▶ [TASK REQUIREMENTS]
Proceed with the patch email on iomap zero range over unwritten extents, picking up right after its last line.

▶ [PAGE]
+--
Linux-Fsdevel Archive on lore.kernel.org
 help / color / Atom feed
From: Brian Foster <bfoster@redhat.com>
To: linux-fsdevel@vger.kernel.org
Cc: linux-xfs@vger.kernel.org
Subject: [PATCH 2/2] iomap: zero cached pages over unwritten extents on zero range
Date: Mon, 12 Oct 2020 10:03:50 -0400
Message-ID: <20201012140350.950064-3-bfoster@redhat.com> (raw)
In-Reply-To: <20201012140350.950064-1-bfoster@redhat.com>

The iomap zero range mechanism currently skips unwritten mappings.
This is normally not a problem as most users synchronize in-core
state to the underlying block mapping by flushing pagecache prior to
calling into iomap. This is not always the case, however. For
example, XFS calls iomap_truncate_page() on truncate down before
flushing the new EOF page of the file. This means that if the new
EOF block is unwritten but covered by a dirty page (i.e. awaiting
unwritten conversion after writeback), iomap fails to zero that
page. The subsequent truncate_setsize() call does perform page
zeroing, but doesn't dirty the page. Therefore if the new EOF page
is written back after calling into iomap and before the pagecache
truncate, the post-EOF zeroing is lost on page reclaim. This exposes
stale post-EOF data on mapped reads.

To address this problem, update the iomap zero range mechanism to
explicitly zero ranges over unwritten extents where pagecache
happens to exist. This is similar to how iomap seek data works for
unwritten extents with cached data. In fact, we can reuse the same
mechanism to scan for pagecache over large unwritten mappings to
retain the same level of efficiency when zeroing large unwritten
(and non-dirty) ranges.

Fixes: 68a9f5e7007c ("xfs: implement iomap based buffered write path")
Signed-off-by: Brian Foster <bfoster@redhat.com>
---
 fs/iomap/buffered-io.c | 39 +++++++++++++++++++++++++++++++++++++--
 fs/iomap/seek.c        |  2 +-
 include/linux/iomap.h  |  2 ++
 3 files changed, 40 insertions(+), 3 deletions(-)

diff --git a/fs/iomap/buffered-io.c b/fs/iomap/buffered-io.c
index bcfc288dba3f..a07703d686da 100644
--- a/fs/iomap/buffered-io.c
+++ b/fs/iomap/buffered-io.c
@@ -944,6 +944,30 @@ static int iomap_zero(struct inode *inode, loff_t pos, unsigned offset,
 	return iomap_write_end(inode, pos, bytes, bytes, page, iomap, srcmap);
 }
 
+/*
+ * Seek data over an unwritten mapping and update the counters for the caller to
+ * perform zeroing, if necessary.
+--
▶ [MATERIAL PROVIDED]
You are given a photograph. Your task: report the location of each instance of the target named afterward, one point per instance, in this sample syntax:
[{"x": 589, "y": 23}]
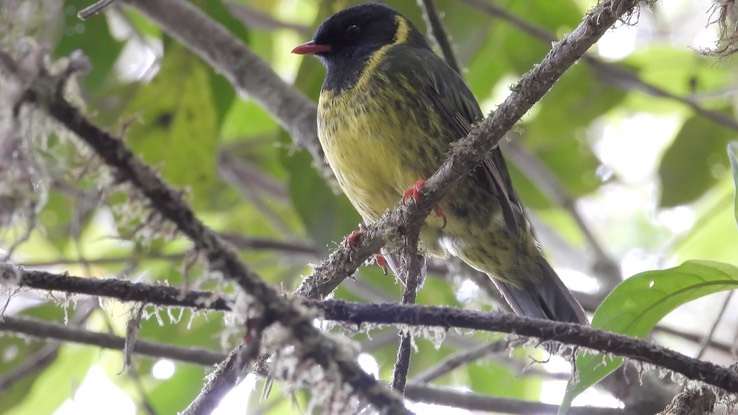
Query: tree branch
[
  {"x": 613, "y": 73},
  {"x": 242, "y": 67},
  {"x": 476, "y": 402},
  {"x": 446, "y": 317},
  {"x": 469, "y": 152},
  {"x": 47, "y": 92},
  {"x": 438, "y": 33},
  {"x": 52, "y": 331}
]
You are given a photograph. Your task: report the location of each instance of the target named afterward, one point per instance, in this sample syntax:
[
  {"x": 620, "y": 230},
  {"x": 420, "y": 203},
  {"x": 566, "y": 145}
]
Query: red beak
[{"x": 311, "y": 48}]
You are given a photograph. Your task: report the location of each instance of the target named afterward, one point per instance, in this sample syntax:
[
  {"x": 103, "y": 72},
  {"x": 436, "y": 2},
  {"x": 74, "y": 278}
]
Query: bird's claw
[{"x": 416, "y": 194}]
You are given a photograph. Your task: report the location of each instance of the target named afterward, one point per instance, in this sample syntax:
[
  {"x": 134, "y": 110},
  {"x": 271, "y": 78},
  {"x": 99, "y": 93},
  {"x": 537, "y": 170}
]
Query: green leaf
[
  {"x": 179, "y": 128},
  {"x": 327, "y": 217},
  {"x": 57, "y": 382},
  {"x": 733, "y": 156},
  {"x": 639, "y": 303},
  {"x": 694, "y": 161}
]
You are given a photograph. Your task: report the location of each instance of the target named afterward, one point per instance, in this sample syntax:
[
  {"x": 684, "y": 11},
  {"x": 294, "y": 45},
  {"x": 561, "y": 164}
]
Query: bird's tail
[{"x": 547, "y": 298}]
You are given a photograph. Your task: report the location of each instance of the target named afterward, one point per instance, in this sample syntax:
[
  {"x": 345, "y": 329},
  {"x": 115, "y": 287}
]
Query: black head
[{"x": 356, "y": 32}]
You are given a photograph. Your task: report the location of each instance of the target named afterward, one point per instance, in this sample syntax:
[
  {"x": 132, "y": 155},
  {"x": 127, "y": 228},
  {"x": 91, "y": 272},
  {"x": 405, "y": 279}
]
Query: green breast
[{"x": 379, "y": 139}]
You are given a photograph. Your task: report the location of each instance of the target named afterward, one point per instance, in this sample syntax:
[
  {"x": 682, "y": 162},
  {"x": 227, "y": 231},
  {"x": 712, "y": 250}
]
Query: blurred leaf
[
  {"x": 733, "y": 156},
  {"x": 179, "y": 129},
  {"x": 694, "y": 161},
  {"x": 93, "y": 38},
  {"x": 173, "y": 395},
  {"x": 635, "y": 306},
  {"x": 510, "y": 50},
  {"x": 57, "y": 382},
  {"x": 491, "y": 378},
  {"x": 576, "y": 100},
  {"x": 17, "y": 352},
  {"x": 679, "y": 70},
  {"x": 327, "y": 217}
]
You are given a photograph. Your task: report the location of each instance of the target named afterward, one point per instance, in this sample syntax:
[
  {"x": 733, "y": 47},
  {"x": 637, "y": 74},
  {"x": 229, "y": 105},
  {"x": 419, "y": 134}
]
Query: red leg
[
  {"x": 353, "y": 239},
  {"x": 416, "y": 193}
]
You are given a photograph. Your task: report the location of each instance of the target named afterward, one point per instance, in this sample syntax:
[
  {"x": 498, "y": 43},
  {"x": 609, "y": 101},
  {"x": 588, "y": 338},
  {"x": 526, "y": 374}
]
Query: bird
[{"x": 389, "y": 111}]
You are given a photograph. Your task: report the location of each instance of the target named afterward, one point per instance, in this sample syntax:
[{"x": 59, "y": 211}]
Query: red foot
[
  {"x": 381, "y": 262},
  {"x": 438, "y": 212},
  {"x": 353, "y": 239},
  {"x": 416, "y": 193}
]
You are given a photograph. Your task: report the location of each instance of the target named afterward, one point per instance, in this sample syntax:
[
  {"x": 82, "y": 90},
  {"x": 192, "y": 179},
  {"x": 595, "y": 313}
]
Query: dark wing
[{"x": 456, "y": 103}]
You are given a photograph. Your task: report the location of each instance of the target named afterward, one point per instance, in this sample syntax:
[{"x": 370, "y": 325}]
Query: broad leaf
[
  {"x": 639, "y": 303},
  {"x": 688, "y": 168}
]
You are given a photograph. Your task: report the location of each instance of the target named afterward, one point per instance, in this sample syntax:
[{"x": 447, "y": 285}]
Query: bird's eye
[{"x": 353, "y": 32}]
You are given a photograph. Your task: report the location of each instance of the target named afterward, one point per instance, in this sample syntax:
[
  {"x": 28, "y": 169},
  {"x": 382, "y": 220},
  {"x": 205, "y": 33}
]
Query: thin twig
[
  {"x": 316, "y": 346},
  {"x": 94, "y": 8},
  {"x": 52, "y": 331},
  {"x": 467, "y": 153},
  {"x": 438, "y": 33},
  {"x": 460, "y": 359},
  {"x": 476, "y": 402},
  {"x": 537, "y": 172},
  {"x": 412, "y": 278},
  {"x": 226, "y": 376},
  {"x": 705, "y": 343},
  {"x": 124, "y": 290},
  {"x": 612, "y": 73}
]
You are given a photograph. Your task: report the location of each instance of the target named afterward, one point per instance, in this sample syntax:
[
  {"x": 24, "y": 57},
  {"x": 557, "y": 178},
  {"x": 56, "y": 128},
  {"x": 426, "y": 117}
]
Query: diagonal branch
[
  {"x": 446, "y": 317},
  {"x": 46, "y": 91},
  {"x": 611, "y": 72},
  {"x": 52, "y": 331},
  {"x": 469, "y": 152}
]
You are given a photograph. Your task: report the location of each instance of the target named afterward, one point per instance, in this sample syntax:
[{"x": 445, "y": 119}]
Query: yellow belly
[{"x": 370, "y": 149}]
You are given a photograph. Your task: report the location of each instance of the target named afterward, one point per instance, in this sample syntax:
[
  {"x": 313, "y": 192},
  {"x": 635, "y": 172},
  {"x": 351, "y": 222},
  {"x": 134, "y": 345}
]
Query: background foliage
[{"x": 648, "y": 174}]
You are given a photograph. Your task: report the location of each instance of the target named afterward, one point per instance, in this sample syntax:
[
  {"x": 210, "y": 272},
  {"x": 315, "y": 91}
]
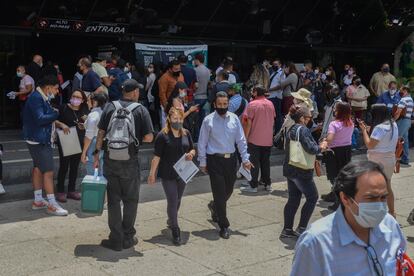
+--
▶ [FINAL RESULT]
+ */
+static void
+iomap_zero_range_skip_uncached(struct inode *inode, loff_t *pos,
+		loff_t *count, loff_t *written)
+{
+	unsigned dirty_offset, bytes = 0;
+
+	dirty_offset = page_cache_seek_hole_data(inode, *pos, *count,
+				SEEK_DATA);
+	if (dirty_offset == -ENOENT)
+		bytes = *count;
+	else if (dirty_offset > *pos)
+		bytes = dirty_offset - *pos;
+
+	if (bytes) {
+		*pos += bytes;
+		*count -= bytes;
+		*written += bytes;
+	}
+}
+
 static loff_t
 iomap_zero_range_actor(struct inode *inode, loff_t pos, loff_t count,
 		void *data, struct iomap *iomap, struct iomap *srcmap)
@@ -952,13 +976,24 @@ iomap_zero_range_actor(struct inode *inode, loff_t pos, loff_t count,
 	loff_t written = 0;
 	int status;
 
-	/* already zeroed?  we're done. */
-	if (srcmap->type == IOMAP_HOLE || srcmap->type == IOMAP_UNWRITTEN)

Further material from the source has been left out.